Schreiben Sie bitte den unten stehenden Auszug über GUI-Aufgaben vollständig und ohne jede Abweichung ab.

◆ **VORLIEGENDER AUSZUG**
################
# GUI-Aufgaben



## CR7 (21. Jun 2012)

Hallo Leute,

ich wollte euch mal fragen, ob ihr konkret mal ein paar, GUI-Aufgaben habt, wie z.b. adressverwaltung (hab ich schon).

Google hab ich auch schon paar aufgaben gefunden, solch ähnliche hab ich aber schon gemacht..

Danke schonmal für eure Antworten!

Gruß


----------



## Templarthelast (21. Jun 2012)

Wie wäre es denn mit einem kleinen Text Editor?


----------



## MESSI10 (21. Jun 2012)

Oder mit einem Kalender?


----------



## CR7 (21. Jun 2012)

Hab ich beides schon..


----------



## ssoul26 (21. Jun 2012)

Na eine super Aufgabe finde ich, ist 4-Gewinnt Da hast alles drin. Ausgabe, Graphic, Thread etc..
################
◆ **BEREITGESTELLTE EINTRÄGE**
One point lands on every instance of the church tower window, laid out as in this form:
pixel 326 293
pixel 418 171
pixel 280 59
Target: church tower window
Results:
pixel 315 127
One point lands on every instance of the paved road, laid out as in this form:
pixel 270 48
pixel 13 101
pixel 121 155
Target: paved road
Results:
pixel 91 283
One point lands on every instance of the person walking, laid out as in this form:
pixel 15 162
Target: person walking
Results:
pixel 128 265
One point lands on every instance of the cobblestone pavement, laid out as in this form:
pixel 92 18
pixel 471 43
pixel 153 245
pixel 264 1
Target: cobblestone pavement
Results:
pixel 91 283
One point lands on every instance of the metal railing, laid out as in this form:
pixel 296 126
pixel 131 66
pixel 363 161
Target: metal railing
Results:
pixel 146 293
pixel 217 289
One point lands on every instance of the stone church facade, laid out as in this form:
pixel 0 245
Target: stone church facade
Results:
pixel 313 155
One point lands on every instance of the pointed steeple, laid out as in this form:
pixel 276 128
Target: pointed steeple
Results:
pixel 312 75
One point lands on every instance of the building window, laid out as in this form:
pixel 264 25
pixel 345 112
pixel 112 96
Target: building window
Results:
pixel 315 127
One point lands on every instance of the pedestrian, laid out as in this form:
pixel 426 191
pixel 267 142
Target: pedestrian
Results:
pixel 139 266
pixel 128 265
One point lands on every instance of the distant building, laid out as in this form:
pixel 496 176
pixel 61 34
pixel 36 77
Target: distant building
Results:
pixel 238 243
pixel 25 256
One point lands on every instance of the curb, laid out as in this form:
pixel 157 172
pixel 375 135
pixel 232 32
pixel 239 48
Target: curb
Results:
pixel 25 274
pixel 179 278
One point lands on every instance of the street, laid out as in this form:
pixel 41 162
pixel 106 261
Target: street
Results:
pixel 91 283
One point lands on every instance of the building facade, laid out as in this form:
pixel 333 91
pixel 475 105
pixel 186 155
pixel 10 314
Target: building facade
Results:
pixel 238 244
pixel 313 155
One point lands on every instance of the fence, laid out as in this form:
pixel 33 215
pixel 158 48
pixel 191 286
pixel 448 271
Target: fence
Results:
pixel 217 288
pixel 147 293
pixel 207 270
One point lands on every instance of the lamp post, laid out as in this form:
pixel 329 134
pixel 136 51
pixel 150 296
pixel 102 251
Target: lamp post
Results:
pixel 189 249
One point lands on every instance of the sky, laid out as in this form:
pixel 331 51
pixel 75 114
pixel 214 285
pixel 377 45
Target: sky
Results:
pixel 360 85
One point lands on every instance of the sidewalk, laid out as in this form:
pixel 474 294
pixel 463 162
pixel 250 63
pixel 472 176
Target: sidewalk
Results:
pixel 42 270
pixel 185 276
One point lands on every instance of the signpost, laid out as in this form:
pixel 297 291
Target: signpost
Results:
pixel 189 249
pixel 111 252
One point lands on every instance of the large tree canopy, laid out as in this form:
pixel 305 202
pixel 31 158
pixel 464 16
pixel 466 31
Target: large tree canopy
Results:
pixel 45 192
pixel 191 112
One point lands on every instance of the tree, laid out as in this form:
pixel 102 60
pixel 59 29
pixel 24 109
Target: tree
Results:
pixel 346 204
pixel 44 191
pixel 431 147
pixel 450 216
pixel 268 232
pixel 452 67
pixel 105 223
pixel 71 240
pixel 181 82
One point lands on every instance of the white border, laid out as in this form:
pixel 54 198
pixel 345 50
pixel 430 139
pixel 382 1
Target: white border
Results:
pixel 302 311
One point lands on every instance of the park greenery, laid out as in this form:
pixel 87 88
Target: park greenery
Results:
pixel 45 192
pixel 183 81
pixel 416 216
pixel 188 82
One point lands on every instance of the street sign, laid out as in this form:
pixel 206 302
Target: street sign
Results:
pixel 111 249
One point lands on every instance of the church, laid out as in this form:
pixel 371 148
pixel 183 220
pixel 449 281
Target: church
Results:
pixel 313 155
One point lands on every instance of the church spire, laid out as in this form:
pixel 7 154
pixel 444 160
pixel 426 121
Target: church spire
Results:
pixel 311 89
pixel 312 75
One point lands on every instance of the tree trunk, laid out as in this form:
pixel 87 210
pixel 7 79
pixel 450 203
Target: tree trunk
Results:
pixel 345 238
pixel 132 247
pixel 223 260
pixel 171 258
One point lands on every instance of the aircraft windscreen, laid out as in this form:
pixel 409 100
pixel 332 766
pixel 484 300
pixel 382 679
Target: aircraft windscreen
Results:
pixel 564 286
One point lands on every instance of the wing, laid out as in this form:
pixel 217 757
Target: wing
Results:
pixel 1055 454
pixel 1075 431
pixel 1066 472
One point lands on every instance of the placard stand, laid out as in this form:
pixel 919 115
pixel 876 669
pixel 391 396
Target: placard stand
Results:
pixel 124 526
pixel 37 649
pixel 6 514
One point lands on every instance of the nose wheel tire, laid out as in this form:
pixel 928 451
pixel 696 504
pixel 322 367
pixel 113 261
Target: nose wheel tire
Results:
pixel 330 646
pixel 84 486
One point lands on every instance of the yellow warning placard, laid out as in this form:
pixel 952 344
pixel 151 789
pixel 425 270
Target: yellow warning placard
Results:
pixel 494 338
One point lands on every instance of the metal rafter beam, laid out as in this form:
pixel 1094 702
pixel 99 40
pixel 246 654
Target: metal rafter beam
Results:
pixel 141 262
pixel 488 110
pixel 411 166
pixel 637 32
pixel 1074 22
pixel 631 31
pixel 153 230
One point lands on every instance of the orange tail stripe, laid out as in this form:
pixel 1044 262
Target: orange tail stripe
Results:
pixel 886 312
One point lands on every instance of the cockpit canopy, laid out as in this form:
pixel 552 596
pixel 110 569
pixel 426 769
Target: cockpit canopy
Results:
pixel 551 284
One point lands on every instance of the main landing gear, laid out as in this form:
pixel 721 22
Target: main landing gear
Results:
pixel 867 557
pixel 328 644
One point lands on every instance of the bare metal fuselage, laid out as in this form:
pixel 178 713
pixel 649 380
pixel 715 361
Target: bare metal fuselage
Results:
################
◆ **LÖSUNG**
# GUI-Aufgaben



## CR7 (21. Jun 2012)

Hallo Leute,

ich wollte euch mal fragen, ob ihr konkret mal ein paar, GUI-Aufgaben habt, wie z.b. adressverwaltung (hab ich schon).

Google hab ich auch schon paar aufgaben gefunden, solch ähnliche hab ich aber schon gemacht..

Danke schonmal für eure Antworten!

Gruß


----------



## Templarthelast (21. Jun 2012)

Wie wäre es denn mit einem kleinen Text Editor?


----------



## MESSI10 (21. Jun 2012)

Oder mit einem Kalender?


----------



## CR7 (21. Jun 2012)

Hab ich beides schon..


----------



## ssoul26 (21. Jun 2012)

Na eine super Aufgabe finde ich, ist 4-Gewinnt Da hast alles drin. Ausgabe, Graphic, Thread etc..